(Image point grounding data)
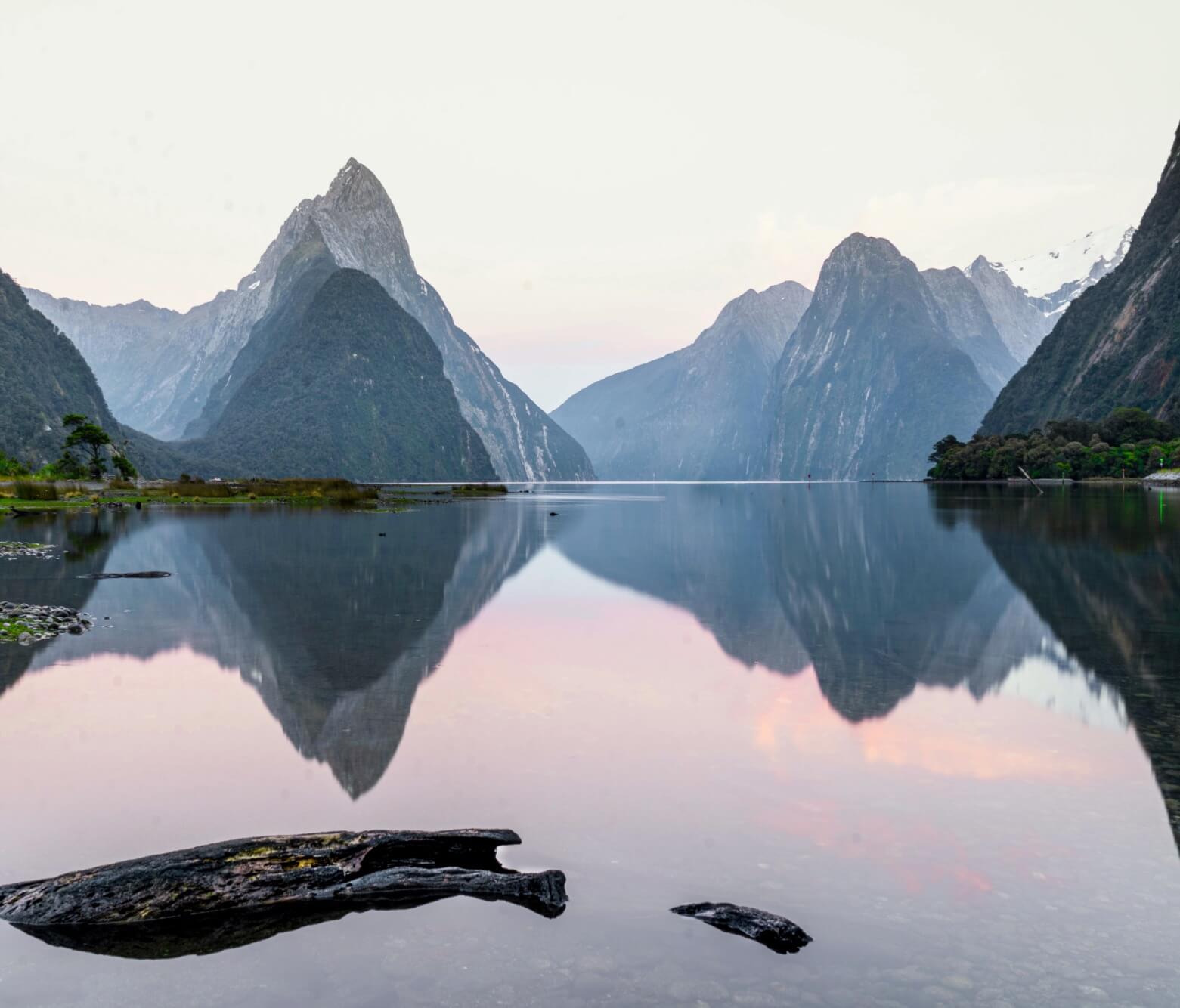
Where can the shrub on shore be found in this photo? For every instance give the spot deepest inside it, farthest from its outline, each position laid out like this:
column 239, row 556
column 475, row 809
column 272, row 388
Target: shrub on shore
column 1129, row 442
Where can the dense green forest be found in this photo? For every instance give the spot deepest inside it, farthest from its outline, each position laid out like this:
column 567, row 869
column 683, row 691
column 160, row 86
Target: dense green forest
column 1129, row 442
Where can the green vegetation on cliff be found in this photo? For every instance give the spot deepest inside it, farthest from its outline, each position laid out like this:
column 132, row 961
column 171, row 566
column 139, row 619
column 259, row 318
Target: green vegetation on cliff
column 1129, row 442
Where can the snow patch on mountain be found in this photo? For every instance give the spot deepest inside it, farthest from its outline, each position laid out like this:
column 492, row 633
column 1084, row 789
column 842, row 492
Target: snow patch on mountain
column 1058, row 276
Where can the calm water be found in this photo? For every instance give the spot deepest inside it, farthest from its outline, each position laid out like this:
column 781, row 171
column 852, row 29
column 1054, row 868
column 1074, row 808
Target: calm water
column 937, row 728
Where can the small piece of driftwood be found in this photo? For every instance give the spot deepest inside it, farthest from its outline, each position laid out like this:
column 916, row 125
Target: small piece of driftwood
column 223, row 895
column 767, row 929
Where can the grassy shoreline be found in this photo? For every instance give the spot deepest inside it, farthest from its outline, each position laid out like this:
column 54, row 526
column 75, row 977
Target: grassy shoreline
column 48, row 496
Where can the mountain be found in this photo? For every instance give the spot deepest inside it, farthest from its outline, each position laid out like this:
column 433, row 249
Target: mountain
column 971, row 326
column 1058, row 277
column 1119, row 342
column 119, row 342
column 166, row 391
column 872, row 376
column 1021, row 323
column 346, row 382
column 694, row 414
column 42, row 376
column 1027, row 296
column 156, row 364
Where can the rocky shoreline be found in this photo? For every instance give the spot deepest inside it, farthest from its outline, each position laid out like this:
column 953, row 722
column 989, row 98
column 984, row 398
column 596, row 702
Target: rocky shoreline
column 21, row 623
column 11, row 549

PROBLEM TO WORK ON: Although the entries contain pictures, reproduce only the rest, exactly as written.

RESULT OF THE EXERCISE:
Where can the shrub on shore be found in this photo? For every instance give the spot deepest inside it, farthest from its outline, each position laid out like this:
column 239, row 556
column 475, row 809
column 272, row 388
Target: shrub on shore
column 1129, row 442
Where can the dense green forest be found in this photo? For every instance give the spot deepest inside it, farthest from its outline, each position laid out like this:
column 567, row 869
column 683, row 691
column 160, row 86
Target: dense green forest
column 1129, row 442
Where can the green vegetation on cliff be found in this photo? For every instance give the spot deepest inside it, farthest from its outline, each position laid out like this:
column 132, row 961
column 171, row 566
column 139, row 619
column 259, row 318
Target: green vegetation on cliff
column 1129, row 442
Where can the snow patch on mountain be found in this photo? For every instance give the spot deepest inside it, farthest from its outline, each position laid out like this:
column 492, row 633
column 1084, row 789
column 842, row 492
Target: snow patch on mountain
column 1058, row 276
Where can the calm water be found in this photo? For every instance give the spot deepest inside it, farthest from its outline, each position laid out like this:
column 781, row 171
column 852, row 29
column 1054, row 868
column 1074, row 808
Target: calm water
column 937, row 728
Where can the small piece of driftwood be found in this photo? For every instance give the spot deepest inside it, farthest from its outline, each position laid out like this:
column 916, row 125
Target: small piece of driftwood
column 223, row 895
column 767, row 929
Where can the grassy shoreline be found in this photo? For every instance give the spot deepest inside it, farthest from its outline, each position laid out like this:
column 54, row 526
column 75, row 977
Target: grassy shoreline
column 48, row 496
Where can the mountain be found in this photo? For every instance give the spot deepest inside it, farthest from its outline, each position laid out like this:
column 433, row 249
Target: mountain
column 971, row 326
column 1058, row 277
column 1119, row 342
column 119, row 342
column 166, row 391
column 872, row 376
column 1021, row 323
column 346, row 382
column 694, row 414
column 42, row 376
column 1027, row 296
column 156, row 364
Where can the rocky shoreline be found in this photo? For every instance give the spot deepest inside it, farthest from its outline, each position laid out like this:
column 953, row 722
column 989, row 98
column 984, row 398
column 596, row 702
Target: rocky shoreline
column 21, row 623
column 11, row 549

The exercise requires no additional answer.